(Records from a data source)
====================

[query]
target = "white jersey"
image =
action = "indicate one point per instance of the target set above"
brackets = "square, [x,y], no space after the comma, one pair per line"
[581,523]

====================

*Your assignment*
No line before the one containing "one point per" belongs in the answer; give again exactly that line and all lines after it through the end of the data.

*Answer for this exercise*
action = "indicate one point per instance of the target set above"
brackets = "square, [x,y], no space after the comma, one pair per line"
[581,523]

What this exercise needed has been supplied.